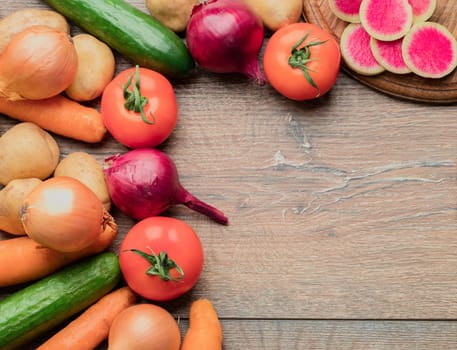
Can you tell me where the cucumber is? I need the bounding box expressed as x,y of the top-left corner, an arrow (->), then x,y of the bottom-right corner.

* * *

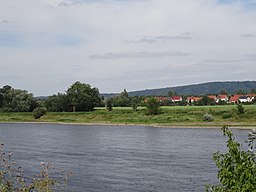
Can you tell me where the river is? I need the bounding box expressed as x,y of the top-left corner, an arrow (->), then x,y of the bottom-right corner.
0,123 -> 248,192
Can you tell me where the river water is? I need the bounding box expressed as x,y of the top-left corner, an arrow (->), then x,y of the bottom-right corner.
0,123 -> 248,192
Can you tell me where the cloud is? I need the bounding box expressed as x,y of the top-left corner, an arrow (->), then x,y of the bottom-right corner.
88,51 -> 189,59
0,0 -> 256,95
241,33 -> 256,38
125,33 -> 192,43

--

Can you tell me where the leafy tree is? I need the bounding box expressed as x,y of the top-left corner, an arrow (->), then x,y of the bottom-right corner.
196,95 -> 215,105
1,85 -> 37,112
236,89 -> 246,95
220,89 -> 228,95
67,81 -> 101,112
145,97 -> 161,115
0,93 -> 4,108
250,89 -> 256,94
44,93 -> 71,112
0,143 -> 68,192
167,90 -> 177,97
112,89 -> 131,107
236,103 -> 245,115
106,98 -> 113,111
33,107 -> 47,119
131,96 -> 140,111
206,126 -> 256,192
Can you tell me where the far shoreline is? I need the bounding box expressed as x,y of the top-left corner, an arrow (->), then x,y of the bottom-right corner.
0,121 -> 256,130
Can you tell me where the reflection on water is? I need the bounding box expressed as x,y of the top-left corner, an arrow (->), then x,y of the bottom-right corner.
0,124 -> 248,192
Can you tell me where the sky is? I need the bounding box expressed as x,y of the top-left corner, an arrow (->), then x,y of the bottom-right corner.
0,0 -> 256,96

[TASK DIRECTIONS]: Recast the items from the line that contains "Can you tell me where the leafy" through the line that contains "0,0 -> 256,96" as a Markdown table with the columns Row and Line, numbering each row and leaving out blank lines.

[ANSWER TO THE PROBLEM]:
| Row | Line |
|---|---|
| 1 | Can you tell me where the leafy tree is? I need the bounding box expressed as x,y of the top-left corner, an arrow (->), then x,y of the bottom-right corner. |
| 2 | 196,95 -> 215,105 |
| 3 | 1,85 -> 37,112 |
| 4 | 236,89 -> 246,95 |
| 5 | 220,89 -> 228,95 |
| 6 | 67,81 -> 101,112 |
| 7 | 145,97 -> 161,115 |
| 8 | 0,93 -> 4,108 |
| 9 | 250,89 -> 256,94 |
| 10 | 44,93 -> 71,112 |
| 11 | 0,143 -> 68,192 |
| 12 | 167,90 -> 177,97 |
| 13 | 112,89 -> 131,107 |
| 14 | 236,103 -> 245,115 |
| 15 | 106,98 -> 113,111 |
| 16 | 33,107 -> 47,119 |
| 17 | 131,96 -> 140,111 |
| 18 | 206,126 -> 256,192 |
| 19 | Can you tell me where the far shoreline is? I need the bounding box expressed as x,y of the top-left corner, an arrow (->), then x,y of the bottom-right corner. |
| 20 | 0,121 -> 256,130 |
| 21 | Can you tell me where the reflection on water is? I need the bounding box expressed as x,y of the top-left corner, an arrow (->), then x,y of the bottom-right corner. |
| 22 | 0,124 -> 248,192 |
| 23 | Can you tell me where the sky is? I need the bounding box expressed as x,y of the top-left corner, an arrow (->), then x,y of the bottom-right corner. |
| 24 | 0,0 -> 256,96 |